━━ Excerpt provided ━━

Last data update: 2014.03.03

R: Build a cache of goodness of fit metrics for each node in a...
buildscorecacheR Documentation

Build a cache of goodness of fit metrics for each node in a DAG, possibly subject to user defined restrictions

Description

Iterates over all valid parent combinations - subject to ban, retain and max. parent limits - for each node, or a subset of nodes, and computes a cache of log marginal likelihoods. This cache can then be used in different DAG structural search algorithms.

Usage


buildscorecache(data.df=NULL, data.dists=NULL, group.var=NULL,cor.vars=NULL,
                dag.banned=NULL, dag.retained=NULL,max.parents=NULL,
                which.nodes=NULL,defn.res=NULL,dry.run=FALSE,
                max.mode.error=10,
                verbose=FALSE,centre=TRUE,mean=0, prec=0.001,loggam.shape=1,
                loggam.inv.scale=5e-05, max.iters=100,
                epsabs=1e-7,error.verbose=FALSE,
                epsabs.inner=1e-6,max.iters.inner=100,
                finite.step.size=1e-7,
                hessian.params=c(1E-04,1E-02),max.iters.hessian=10,
                max.hessian.error=5E-01,factor.brent=1E+02, 
                maxiters.hessian.brent=100,num.intervals.brent=100
)

Arguments

data.df

a data frame containing the data used for learning each node, binary variables must be declared as factors

data.dists

a named list giving the distribution for each node in the network, see details

group.var

only applicable for nodes to be fitted as a mixed model and gives the column name in data.df of the grouping variable which must be a factor denoting group membership

cor.vars

a character vector giving the column names in data.df for which a mixed model should be used to adjust for within group correlation

dag.banned

a matrix defining which arcs are not permitted - banned - see details for format. Note that colnames and rownames must be set.

dag.retained

a matrix defining which arcs are must be retained in any model search, see details for format. Note that colnames and rownames must be set

max.parents

a constant or named list giving the maximum number of parents allowed, the list version allows this to vary per node.

which.nodes

a vector giving the column indices of the variables to be included, if ignored all variables are included

defn.res

an optional user-supplied list of child and parent combinations, see details

dry.run

if TRUE then a list of the child nodes and parent combinations are returned but without estimation of node scores (log marginal likelihoods)

max.mode.error

if the estimated modes from INLA differ by a factor of max.mode.error or more from those computed internally then results from INLA are replaced by those computed internally. To force INLA to always be used then max.mode.error=100, to force INLA to never be used max.mod.error=0. See details.

━━━
━━ Data provided ━━

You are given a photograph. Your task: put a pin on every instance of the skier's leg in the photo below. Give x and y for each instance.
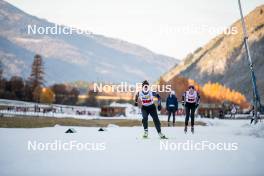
(145, 114)
(187, 112)
(169, 114)
(154, 115)
(192, 115)
(173, 115)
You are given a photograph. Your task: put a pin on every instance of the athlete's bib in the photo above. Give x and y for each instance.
(146, 99)
(191, 98)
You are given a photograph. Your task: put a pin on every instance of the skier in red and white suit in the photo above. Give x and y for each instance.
(146, 97)
(190, 100)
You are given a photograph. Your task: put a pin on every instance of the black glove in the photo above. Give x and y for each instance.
(159, 107)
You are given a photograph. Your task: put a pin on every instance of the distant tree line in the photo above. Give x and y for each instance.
(33, 89)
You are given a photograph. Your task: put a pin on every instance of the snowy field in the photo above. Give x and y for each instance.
(122, 151)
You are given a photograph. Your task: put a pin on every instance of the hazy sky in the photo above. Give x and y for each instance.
(170, 27)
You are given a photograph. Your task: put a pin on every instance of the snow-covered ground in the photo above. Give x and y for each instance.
(121, 151)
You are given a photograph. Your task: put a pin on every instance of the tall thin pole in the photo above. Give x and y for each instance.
(256, 98)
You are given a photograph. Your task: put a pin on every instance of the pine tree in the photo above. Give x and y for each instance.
(36, 78)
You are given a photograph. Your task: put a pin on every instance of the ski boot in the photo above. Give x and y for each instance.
(185, 129)
(145, 135)
(162, 136)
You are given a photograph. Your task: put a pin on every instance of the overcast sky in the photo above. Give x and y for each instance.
(170, 27)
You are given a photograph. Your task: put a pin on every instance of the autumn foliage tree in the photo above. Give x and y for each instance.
(47, 96)
(210, 92)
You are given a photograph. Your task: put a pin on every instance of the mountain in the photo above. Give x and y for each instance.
(224, 60)
(87, 57)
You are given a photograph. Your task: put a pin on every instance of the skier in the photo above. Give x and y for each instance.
(146, 97)
(171, 106)
(233, 112)
(190, 100)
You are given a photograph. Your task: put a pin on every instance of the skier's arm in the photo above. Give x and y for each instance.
(183, 98)
(176, 103)
(159, 99)
(198, 100)
(136, 99)
(167, 104)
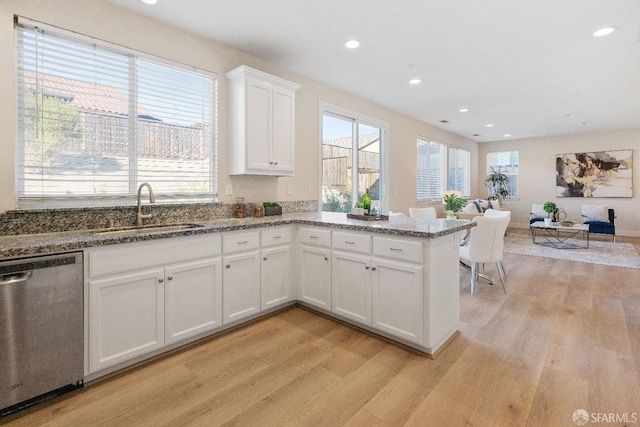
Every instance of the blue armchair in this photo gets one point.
(599, 226)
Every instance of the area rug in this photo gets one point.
(603, 253)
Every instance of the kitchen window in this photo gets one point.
(96, 120)
(352, 160)
(431, 169)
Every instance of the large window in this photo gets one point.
(97, 120)
(507, 163)
(431, 169)
(352, 159)
(460, 171)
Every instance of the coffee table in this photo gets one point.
(558, 236)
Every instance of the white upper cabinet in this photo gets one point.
(261, 123)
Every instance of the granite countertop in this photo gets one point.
(49, 243)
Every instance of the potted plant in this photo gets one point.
(550, 208)
(453, 204)
(498, 185)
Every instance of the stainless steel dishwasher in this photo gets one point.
(41, 329)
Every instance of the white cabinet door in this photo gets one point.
(314, 284)
(283, 134)
(126, 317)
(275, 275)
(193, 299)
(240, 286)
(351, 286)
(397, 300)
(261, 123)
(258, 125)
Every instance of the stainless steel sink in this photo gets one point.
(146, 229)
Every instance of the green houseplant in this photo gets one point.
(454, 203)
(498, 185)
(550, 208)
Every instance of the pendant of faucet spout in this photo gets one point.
(152, 199)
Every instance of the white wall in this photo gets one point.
(116, 25)
(537, 175)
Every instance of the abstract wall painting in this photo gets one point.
(595, 174)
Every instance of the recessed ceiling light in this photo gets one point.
(604, 31)
(352, 44)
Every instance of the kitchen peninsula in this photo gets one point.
(397, 278)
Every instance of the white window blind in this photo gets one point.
(460, 170)
(507, 163)
(97, 120)
(430, 170)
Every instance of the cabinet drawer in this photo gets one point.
(232, 243)
(275, 236)
(352, 242)
(314, 236)
(405, 250)
(137, 256)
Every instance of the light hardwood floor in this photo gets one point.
(566, 336)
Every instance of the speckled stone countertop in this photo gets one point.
(48, 243)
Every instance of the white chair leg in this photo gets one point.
(474, 272)
(502, 275)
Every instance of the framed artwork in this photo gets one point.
(595, 174)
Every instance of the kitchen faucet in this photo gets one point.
(152, 199)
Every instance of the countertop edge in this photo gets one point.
(60, 242)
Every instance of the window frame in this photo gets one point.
(515, 174)
(120, 198)
(357, 118)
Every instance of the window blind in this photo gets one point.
(97, 120)
(430, 170)
(460, 170)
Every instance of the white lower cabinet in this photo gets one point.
(144, 296)
(193, 299)
(126, 317)
(241, 289)
(275, 276)
(351, 286)
(397, 299)
(314, 283)
(240, 275)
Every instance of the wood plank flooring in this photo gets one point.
(566, 336)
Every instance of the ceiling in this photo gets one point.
(529, 68)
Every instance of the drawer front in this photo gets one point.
(359, 243)
(275, 236)
(232, 243)
(404, 250)
(314, 236)
(137, 256)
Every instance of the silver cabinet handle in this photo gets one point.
(7, 279)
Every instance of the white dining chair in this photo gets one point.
(485, 245)
(427, 213)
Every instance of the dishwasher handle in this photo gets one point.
(7, 279)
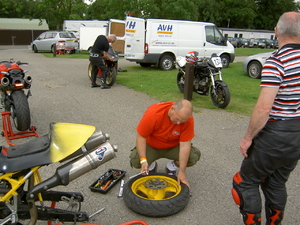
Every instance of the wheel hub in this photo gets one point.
(156, 184)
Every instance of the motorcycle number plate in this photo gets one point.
(217, 62)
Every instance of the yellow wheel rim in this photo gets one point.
(156, 187)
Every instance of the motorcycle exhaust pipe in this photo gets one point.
(98, 138)
(28, 79)
(76, 168)
(5, 81)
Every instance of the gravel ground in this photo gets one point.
(61, 93)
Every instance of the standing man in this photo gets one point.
(166, 131)
(271, 145)
(97, 56)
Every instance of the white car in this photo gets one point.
(46, 41)
(253, 64)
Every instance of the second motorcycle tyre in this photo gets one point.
(20, 111)
(155, 195)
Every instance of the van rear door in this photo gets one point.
(134, 38)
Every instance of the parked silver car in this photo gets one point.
(48, 40)
(253, 64)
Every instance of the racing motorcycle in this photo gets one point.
(111, 66)
(13, 81)
(23, 193)
(207, 77)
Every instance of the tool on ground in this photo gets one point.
(138, 174)
(121, 189)
(94, 214)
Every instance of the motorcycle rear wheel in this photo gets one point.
(222, 97)
(19, 110)
(180, 81)
(156, 195)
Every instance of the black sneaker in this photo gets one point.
(105, 86)
(170, 172)
(94, 85)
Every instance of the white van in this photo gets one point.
(159, 41)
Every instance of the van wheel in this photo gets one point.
(225, 60)
(34, 48)
(145, 64)
(166, 62)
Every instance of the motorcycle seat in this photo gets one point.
(31, 147)
(201, 64)
(6, 63)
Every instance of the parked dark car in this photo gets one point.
(257, 43)
(233, 41)
(253, 64)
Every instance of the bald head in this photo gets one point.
(289, 25)
(181, 111)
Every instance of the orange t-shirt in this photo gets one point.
(160, 132)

━━━

§ Short problem 1
Sum up the buildscorecache documentation in two sentences.
§ Short problem 2
Go on with the buildscorecache documentation, picking up after the max.mode.error entry.

§ Result 1
The buildscorecache function iterates over all valid parent combinations for each node, or a subset of nodes, subject to ban, retain and maximum-parent limits, and computes a cache of log marginal likelihoods. This cache can then be used in different DAG structural search algorithms.

§ Result 2
verbose

if TRUE then provides some additional output

centre

should the observations in each Gaussian node first be standarised to mean zero and standard deviation one, defaults to TRUE

mean

the prior mean for all the Gaussian additive terms for each node

prec

the prior precision for all the Gaussian additive term for each node

loggam.shape

the shape parameter in the Gamma distribution prior for the precision in a Gaussian node

loggam.inv.scale

the inverse scale parameter in the Gamma distribution prior for the precision in a Gaussian node

max.iters

total number of iterations allowed when estimating the modes in Laplace approximation

epsabs

absolute error when estimating the modes in Laplace approximation for models with no random effects.

error.verbose

logical,additional output in the case of errors occuring in the optimisation

epsabs.inner

absolute error in the maximisation step in the (nested) Laplace approximation for each random effect term

max.iters.inner

total number of iterations in the maximisation step in the nested Laplace approximation

finite.step.size

suggested step length used in finite difference estimation of the derivatives for the (outer) Laplace approximation when estimating modes

hessian.params

a numeric vector giving parameters for the adaptive algorithm which determines the optimal stepsize in the finite difference estimation of the hessian. First entry is the inital guess, second entry absolute error

max.iters.hessian

integer, maximum number of iterations to use when determining an optimal finite difference approximation (nelder-mead)

max.hessian.error

if the estimated log marginal likelihood when using an adaptive 5pt finite difference rule for the Hessian differs by more than max.hessian.error from when using an adaptive 3pt rule then continue to minimize the local error by switching to the Brent-Dekker root bracketing method, see details

factor.brent

if using Brent-Dekker root bracketing method then define the outer most interval end points as the best estimate of h (stepsize) from the nelder-mead as (h/factor.brent,h*factor.brent)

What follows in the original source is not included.